• [DATASET EXTRACT]

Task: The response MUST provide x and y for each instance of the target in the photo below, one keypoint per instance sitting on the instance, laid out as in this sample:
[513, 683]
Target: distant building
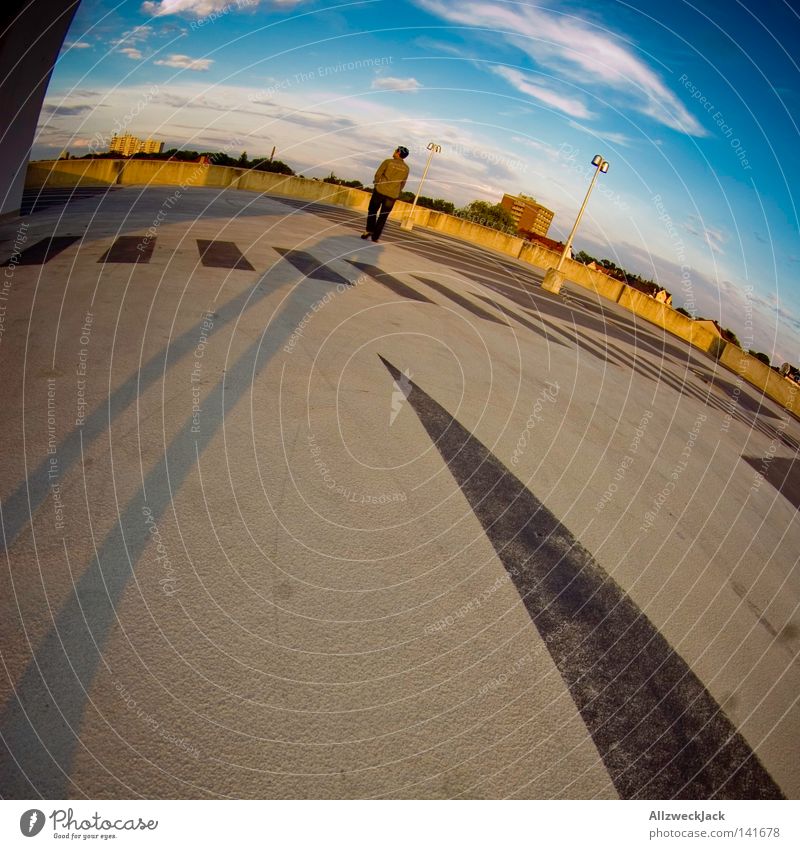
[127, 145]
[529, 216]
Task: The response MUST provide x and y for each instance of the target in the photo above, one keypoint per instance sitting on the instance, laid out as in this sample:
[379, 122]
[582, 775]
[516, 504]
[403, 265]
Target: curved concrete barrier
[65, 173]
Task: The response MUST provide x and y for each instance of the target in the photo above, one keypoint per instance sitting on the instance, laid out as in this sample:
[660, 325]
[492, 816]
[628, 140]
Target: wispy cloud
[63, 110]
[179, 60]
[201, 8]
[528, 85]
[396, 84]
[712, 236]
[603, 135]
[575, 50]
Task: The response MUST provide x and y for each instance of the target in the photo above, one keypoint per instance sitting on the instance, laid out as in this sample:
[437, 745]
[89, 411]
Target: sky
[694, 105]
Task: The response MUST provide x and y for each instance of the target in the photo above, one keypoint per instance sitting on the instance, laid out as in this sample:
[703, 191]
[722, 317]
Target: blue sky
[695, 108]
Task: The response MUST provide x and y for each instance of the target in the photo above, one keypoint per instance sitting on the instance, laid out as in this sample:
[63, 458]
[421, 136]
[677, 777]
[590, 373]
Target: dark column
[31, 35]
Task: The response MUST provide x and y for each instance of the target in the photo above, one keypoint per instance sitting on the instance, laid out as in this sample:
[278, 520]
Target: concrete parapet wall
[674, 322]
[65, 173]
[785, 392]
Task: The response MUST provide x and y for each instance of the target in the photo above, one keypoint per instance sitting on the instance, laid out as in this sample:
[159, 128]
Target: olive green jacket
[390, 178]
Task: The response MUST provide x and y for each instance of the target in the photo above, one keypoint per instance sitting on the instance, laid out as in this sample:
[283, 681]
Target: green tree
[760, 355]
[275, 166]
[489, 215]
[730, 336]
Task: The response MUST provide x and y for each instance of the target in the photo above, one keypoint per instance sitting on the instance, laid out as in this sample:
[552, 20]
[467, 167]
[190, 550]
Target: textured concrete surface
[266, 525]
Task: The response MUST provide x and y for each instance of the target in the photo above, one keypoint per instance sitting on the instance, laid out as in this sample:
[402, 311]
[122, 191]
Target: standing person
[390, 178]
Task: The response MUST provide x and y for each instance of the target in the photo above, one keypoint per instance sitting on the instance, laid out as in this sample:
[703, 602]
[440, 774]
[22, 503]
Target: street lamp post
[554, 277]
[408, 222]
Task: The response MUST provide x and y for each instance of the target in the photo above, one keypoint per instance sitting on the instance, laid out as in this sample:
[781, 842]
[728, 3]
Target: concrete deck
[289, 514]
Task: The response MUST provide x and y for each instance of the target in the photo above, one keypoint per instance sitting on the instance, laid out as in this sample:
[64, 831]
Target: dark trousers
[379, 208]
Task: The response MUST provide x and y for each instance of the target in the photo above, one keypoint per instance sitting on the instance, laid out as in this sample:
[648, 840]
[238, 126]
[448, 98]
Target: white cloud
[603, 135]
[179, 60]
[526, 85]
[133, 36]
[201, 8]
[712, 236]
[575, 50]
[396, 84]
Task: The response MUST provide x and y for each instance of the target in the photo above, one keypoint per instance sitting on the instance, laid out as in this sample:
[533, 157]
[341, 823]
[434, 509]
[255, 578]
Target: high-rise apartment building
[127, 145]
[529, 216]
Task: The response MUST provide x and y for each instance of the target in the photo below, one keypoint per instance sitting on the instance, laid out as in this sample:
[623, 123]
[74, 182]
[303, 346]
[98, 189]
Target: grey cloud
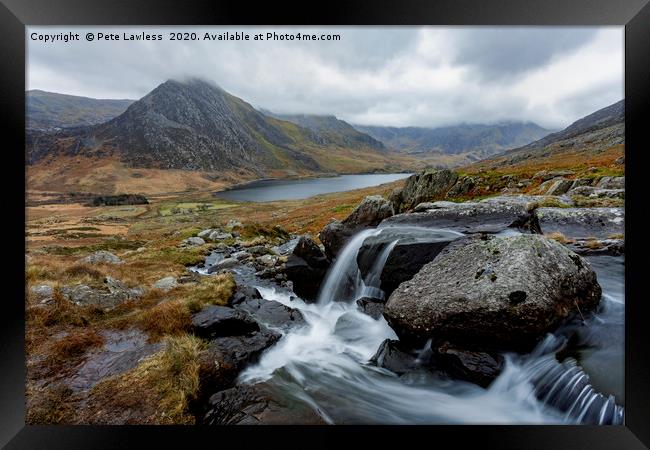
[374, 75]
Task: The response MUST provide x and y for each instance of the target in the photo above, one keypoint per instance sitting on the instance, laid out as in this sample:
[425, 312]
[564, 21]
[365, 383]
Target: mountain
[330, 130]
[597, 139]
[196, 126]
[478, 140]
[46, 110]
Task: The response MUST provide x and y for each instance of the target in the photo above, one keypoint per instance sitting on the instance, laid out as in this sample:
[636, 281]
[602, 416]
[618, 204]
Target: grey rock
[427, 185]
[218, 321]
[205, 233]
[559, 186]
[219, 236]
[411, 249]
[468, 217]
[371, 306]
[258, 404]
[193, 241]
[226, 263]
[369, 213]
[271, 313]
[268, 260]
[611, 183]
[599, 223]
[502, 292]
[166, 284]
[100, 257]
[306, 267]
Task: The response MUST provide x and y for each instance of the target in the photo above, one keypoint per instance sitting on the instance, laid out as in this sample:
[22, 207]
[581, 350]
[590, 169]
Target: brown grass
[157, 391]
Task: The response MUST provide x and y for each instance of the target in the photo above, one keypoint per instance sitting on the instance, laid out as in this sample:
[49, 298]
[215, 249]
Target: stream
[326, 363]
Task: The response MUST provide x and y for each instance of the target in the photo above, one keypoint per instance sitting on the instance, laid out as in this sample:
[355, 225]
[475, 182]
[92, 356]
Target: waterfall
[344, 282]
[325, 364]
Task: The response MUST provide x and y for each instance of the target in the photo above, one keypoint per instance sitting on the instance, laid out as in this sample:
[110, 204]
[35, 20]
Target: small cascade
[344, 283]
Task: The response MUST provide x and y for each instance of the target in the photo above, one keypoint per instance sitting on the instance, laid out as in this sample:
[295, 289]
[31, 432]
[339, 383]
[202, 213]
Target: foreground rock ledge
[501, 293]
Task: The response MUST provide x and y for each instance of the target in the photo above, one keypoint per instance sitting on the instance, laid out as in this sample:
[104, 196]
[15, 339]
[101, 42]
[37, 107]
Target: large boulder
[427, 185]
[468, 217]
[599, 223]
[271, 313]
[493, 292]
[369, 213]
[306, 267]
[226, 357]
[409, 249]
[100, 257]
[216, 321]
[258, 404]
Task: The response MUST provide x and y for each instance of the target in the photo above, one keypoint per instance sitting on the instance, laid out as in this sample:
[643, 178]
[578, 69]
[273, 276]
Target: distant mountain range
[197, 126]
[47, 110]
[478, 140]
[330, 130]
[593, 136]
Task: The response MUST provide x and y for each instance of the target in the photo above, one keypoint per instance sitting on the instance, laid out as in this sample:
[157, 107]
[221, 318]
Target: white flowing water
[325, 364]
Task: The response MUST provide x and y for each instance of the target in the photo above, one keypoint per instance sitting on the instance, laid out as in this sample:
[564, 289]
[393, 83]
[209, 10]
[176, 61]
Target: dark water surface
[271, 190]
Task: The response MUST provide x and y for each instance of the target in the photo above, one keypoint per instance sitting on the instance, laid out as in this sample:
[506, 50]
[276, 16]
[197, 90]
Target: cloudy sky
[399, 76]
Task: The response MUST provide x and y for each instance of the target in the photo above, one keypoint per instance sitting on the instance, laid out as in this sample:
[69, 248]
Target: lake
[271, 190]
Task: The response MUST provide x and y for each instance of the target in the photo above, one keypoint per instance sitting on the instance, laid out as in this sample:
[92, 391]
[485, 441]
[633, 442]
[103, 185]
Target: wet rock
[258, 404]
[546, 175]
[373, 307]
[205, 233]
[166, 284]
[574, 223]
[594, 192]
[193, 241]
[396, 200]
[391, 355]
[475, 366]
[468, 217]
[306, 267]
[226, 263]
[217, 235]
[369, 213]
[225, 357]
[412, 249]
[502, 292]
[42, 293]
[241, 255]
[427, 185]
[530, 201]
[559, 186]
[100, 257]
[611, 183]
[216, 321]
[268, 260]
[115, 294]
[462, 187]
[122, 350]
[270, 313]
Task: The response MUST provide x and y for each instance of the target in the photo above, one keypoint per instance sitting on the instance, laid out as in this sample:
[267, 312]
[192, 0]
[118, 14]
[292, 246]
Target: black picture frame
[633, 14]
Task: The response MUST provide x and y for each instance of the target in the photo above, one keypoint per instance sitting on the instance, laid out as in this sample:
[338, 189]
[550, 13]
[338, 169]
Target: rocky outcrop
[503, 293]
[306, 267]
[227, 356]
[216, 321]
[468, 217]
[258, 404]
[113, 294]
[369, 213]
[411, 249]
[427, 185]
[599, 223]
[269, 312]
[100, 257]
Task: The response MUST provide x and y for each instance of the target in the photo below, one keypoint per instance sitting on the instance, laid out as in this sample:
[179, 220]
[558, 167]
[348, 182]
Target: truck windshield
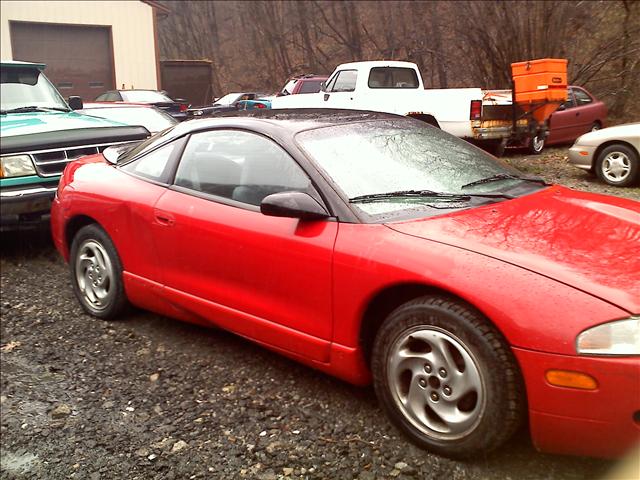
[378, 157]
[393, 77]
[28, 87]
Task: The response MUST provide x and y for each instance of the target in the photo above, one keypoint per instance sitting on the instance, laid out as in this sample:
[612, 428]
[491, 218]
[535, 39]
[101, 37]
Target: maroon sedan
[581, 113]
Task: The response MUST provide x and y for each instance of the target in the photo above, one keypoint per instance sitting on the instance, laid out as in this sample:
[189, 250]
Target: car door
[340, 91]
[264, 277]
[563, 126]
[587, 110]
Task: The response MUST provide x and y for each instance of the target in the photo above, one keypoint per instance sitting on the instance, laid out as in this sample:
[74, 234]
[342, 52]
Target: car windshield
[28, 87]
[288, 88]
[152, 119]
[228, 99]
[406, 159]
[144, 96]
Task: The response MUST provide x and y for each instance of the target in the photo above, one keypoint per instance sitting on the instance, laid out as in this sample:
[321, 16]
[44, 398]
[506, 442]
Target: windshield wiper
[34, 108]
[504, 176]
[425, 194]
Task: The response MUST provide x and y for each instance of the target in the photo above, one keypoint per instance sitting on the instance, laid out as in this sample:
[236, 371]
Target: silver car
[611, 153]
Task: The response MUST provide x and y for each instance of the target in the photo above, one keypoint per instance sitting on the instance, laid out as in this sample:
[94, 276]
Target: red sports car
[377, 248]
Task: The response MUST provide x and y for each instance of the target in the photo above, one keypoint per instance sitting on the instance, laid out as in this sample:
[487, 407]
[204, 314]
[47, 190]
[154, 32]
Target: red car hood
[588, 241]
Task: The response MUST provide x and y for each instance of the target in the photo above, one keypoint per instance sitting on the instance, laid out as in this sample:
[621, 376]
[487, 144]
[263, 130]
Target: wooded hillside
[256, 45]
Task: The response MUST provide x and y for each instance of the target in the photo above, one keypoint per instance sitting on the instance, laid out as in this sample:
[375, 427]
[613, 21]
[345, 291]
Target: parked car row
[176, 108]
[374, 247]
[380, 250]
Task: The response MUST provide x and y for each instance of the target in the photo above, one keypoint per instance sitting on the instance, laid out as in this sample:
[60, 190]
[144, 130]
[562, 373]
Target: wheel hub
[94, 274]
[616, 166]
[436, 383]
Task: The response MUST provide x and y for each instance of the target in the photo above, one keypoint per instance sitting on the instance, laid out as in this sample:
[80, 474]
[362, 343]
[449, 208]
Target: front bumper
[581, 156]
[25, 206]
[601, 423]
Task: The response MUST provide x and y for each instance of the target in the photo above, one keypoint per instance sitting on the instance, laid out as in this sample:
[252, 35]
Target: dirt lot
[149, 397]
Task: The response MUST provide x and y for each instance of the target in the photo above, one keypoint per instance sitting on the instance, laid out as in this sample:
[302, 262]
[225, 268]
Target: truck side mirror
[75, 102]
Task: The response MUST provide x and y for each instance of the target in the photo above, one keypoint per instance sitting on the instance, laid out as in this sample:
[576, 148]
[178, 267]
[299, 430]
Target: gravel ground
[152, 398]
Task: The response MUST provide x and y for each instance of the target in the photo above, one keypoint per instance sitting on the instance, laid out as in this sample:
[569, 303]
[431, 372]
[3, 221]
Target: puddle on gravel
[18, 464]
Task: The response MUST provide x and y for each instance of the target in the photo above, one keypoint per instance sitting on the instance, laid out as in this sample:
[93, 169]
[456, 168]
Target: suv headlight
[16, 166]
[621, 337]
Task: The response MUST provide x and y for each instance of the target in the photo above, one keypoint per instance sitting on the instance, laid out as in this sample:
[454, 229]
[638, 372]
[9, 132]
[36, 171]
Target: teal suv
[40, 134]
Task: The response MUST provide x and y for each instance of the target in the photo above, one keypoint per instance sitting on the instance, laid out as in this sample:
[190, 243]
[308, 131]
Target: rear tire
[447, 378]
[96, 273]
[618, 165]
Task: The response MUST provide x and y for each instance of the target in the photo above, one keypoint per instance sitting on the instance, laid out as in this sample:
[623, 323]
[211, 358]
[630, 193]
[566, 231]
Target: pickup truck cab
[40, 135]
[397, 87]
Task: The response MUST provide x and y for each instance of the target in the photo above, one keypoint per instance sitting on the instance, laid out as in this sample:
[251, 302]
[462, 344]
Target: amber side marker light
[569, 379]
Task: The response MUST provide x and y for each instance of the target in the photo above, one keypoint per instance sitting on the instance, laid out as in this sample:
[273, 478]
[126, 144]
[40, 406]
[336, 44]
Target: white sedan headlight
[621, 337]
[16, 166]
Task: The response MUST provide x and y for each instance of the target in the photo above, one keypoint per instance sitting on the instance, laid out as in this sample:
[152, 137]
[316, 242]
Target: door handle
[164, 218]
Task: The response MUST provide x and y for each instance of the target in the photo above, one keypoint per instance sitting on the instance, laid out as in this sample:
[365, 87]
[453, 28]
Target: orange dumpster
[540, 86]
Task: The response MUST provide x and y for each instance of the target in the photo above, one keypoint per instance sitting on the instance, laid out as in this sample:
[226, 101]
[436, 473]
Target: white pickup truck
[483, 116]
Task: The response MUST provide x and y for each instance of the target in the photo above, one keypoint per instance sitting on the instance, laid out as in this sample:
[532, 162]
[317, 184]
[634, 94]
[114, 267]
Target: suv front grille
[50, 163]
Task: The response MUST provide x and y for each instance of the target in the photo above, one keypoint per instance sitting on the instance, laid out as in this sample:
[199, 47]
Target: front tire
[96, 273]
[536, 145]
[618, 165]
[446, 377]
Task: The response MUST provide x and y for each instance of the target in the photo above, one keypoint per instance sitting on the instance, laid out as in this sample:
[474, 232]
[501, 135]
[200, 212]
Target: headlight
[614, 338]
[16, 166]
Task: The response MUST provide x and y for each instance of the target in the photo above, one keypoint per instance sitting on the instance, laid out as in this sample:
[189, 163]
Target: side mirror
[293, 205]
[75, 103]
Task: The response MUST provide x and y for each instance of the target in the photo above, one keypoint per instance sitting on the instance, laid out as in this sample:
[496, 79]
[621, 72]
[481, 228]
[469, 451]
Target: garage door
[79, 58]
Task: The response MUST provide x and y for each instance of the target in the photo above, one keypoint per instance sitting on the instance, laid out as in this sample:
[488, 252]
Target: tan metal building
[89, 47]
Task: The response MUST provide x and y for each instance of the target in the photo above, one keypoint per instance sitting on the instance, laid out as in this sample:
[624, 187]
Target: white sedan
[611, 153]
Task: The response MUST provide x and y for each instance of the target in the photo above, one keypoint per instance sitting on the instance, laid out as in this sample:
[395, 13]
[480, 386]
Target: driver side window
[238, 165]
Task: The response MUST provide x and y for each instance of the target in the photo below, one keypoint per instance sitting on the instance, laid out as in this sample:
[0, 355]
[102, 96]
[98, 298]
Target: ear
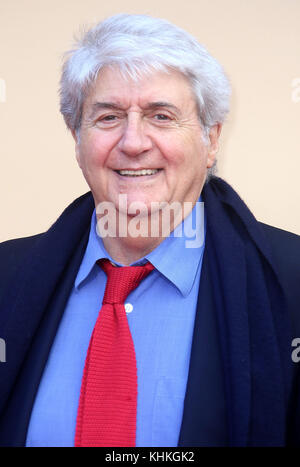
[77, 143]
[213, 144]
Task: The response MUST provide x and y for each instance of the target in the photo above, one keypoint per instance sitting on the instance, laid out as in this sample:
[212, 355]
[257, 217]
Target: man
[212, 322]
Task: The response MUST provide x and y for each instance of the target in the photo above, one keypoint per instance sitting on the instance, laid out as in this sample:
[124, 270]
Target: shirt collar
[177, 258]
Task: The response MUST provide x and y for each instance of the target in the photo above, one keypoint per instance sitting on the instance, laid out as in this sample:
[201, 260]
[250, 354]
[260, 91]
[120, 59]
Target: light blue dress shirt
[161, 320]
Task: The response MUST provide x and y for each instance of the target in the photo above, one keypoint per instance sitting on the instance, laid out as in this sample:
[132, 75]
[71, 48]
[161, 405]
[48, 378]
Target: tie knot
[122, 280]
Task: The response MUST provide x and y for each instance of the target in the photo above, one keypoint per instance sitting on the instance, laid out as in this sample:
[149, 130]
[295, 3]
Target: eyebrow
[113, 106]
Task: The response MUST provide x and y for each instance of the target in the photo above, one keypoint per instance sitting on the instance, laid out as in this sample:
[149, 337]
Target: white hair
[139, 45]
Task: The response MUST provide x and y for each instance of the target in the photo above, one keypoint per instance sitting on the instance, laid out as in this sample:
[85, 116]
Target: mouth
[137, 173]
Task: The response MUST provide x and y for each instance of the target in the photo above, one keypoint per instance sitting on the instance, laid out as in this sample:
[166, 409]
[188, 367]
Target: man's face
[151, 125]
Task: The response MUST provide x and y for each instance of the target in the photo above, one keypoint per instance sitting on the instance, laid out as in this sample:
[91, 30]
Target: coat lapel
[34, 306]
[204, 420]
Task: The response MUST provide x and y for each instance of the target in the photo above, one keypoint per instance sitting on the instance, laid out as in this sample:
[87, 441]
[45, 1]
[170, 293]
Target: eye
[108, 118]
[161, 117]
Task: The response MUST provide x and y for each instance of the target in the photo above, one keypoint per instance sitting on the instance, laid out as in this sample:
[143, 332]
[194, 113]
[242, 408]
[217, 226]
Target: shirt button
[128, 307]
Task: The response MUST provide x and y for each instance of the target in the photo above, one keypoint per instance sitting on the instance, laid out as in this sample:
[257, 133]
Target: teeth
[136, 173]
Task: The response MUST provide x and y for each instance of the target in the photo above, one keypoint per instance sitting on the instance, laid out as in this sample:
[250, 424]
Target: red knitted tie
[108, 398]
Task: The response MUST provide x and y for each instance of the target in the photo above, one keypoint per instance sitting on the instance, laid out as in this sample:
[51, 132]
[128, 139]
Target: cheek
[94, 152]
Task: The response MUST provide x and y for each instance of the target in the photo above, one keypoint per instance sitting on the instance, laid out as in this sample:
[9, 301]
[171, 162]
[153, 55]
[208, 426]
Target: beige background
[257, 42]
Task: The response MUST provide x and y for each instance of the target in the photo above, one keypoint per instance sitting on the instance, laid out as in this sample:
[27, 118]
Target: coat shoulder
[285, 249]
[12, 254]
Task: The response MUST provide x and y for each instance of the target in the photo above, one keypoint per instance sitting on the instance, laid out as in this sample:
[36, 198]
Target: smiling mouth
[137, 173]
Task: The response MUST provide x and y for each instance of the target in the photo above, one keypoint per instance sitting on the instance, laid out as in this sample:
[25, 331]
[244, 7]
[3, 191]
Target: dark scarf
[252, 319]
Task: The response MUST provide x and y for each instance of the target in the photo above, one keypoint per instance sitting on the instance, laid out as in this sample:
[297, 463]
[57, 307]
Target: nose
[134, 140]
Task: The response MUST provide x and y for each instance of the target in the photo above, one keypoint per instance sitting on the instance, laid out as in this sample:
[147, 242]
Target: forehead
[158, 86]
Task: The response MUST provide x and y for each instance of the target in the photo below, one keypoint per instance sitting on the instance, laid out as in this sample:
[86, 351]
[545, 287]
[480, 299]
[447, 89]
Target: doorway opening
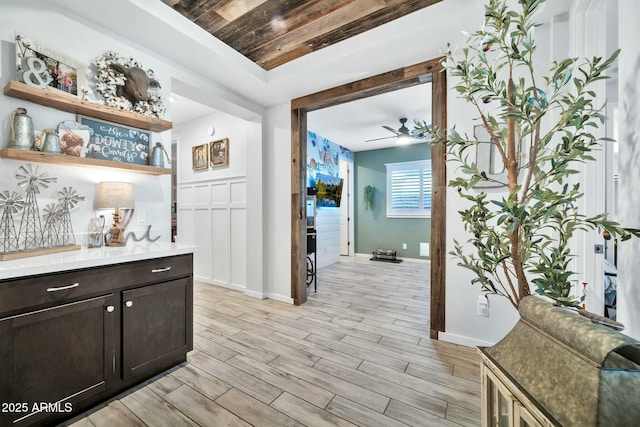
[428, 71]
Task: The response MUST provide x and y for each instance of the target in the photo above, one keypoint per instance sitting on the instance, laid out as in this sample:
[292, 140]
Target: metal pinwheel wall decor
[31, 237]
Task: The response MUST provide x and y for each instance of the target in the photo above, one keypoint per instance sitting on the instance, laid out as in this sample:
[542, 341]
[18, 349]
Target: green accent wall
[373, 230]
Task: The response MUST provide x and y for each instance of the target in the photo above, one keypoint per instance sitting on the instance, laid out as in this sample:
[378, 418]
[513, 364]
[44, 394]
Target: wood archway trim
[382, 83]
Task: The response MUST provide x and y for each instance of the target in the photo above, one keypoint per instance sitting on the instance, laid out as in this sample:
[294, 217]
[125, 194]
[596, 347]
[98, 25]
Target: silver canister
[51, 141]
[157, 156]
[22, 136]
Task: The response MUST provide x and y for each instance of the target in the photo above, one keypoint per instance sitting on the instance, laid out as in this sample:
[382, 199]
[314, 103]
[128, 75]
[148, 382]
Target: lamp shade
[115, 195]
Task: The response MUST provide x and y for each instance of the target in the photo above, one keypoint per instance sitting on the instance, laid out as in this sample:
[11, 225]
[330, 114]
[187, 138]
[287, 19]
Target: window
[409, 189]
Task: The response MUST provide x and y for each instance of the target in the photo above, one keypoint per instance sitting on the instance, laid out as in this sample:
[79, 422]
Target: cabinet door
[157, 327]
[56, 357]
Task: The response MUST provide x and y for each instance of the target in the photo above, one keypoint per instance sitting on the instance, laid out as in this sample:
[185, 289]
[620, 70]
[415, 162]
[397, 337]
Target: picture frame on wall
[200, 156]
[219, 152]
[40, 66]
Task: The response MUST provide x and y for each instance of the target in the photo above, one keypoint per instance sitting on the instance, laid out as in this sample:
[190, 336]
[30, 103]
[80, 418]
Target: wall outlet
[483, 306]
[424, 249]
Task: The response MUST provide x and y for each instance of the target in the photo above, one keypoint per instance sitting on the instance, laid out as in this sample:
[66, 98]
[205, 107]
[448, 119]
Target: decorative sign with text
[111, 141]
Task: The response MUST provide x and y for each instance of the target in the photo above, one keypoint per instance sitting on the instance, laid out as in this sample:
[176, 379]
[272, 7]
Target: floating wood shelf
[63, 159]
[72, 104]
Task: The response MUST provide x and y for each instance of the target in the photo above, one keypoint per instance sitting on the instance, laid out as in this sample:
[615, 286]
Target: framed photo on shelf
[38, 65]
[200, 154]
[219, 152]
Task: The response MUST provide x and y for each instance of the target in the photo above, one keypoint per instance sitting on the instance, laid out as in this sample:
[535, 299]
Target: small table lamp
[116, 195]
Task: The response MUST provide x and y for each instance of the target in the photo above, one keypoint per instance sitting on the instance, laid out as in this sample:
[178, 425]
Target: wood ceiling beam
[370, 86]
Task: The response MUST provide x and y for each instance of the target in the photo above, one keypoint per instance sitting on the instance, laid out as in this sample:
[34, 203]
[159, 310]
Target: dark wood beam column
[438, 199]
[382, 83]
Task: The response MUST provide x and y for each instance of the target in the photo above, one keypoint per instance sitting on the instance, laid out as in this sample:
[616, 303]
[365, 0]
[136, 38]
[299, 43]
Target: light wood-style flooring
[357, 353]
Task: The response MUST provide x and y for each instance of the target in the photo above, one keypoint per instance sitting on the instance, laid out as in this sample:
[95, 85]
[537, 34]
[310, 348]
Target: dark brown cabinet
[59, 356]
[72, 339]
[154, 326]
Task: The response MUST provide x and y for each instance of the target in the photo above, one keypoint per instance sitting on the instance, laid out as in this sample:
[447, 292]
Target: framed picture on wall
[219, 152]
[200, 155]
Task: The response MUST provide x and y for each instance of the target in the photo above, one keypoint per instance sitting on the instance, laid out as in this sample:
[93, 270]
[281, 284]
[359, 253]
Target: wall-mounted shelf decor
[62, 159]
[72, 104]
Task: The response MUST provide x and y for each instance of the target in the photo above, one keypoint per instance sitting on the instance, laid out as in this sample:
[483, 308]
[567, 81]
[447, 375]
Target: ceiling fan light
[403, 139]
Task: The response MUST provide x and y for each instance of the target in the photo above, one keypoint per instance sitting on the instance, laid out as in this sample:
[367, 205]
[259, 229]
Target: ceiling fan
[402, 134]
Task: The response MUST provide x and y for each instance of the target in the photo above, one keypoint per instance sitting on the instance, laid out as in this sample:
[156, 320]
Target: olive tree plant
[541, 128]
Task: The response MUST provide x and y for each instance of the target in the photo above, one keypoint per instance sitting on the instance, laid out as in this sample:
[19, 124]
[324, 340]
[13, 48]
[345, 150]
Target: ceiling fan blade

• [BRIEF] How many lines in the records above contain the string "silver"? Matching is case-sensitive, and the reply should be only the number.

• [FINISHED EXERCISE] 2